* _Selection_
========================================================================
Skip to content

FoV-Net: Rotation-Invariant CAD B-rep Learning via Field-of-View Ray Casting

Conference: CVPR 2026
arXiv: 2602.24084
Code: GitHub
Area: Segmentation
Keywords: CAD B-rep learning, rotation invariance, ray casting, graph attention networks, 3D segmentation

TL;DR

FoV-Net is proposed as the first rotation-invariant framework for CAD B-rep learning that simultaneously captures local surface geometry and global structural context. It achieves robust classification and segmentation under arbitrary \(\mathbf{SO}(3)\) rotations through Local Reference Frame UV grids (LRF UV) and Field-of-View (FoV) ray casting descriptors.

Background & Motivation

CAD Boundary Representation (B-rep) is a graph structure where faces are nodes and shared edges are connections, making it naturally suitable for GNN processing. A core challenge in existing B-rep learning methods is designing descriptors that can capture both local surface geometry and global structural context.

UV-Net pioneered sampling the UV parameter domain into grids, storing absolute coordinates \((x,y,z)\) and normal vectors \((n_x, n_y, n_z)\) in the global coordinate system, serving as the foundation for many subsequent methods. However, this reliance on global coordinates introduces significant rotation sensitivity. The authors' experiments reveal a striking phenomenon:

Models achieving over 95% accuracy on aligned benchmarks can collapse to 10% under arbitrary \(\mathbf{SO}(3)\) rotations.

This is unacceptable in real-world manufacturing pipelines—CAD models come from diverse sources and analysis must be robust to arbitrary orientations. While rotation augmentation partially mitigates this, it cannot cover all rotations and incurs computational costs. More importantly, even on aligned data, rotation invariance is crucial for segmentation: face variations at different positions can lead to spurious pose correlations, harming generalization in small-data scenarios.
========================================================================
* _Data provided_
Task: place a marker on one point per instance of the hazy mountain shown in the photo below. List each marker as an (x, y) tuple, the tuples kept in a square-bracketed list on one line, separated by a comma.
========================================================================
* _Goal of the exercise_
In the FoV-Net summary, what accuracy can models that score over 95% on aligned benchmarks fall to under arbitrary rotations?

* _Response to this task_
10%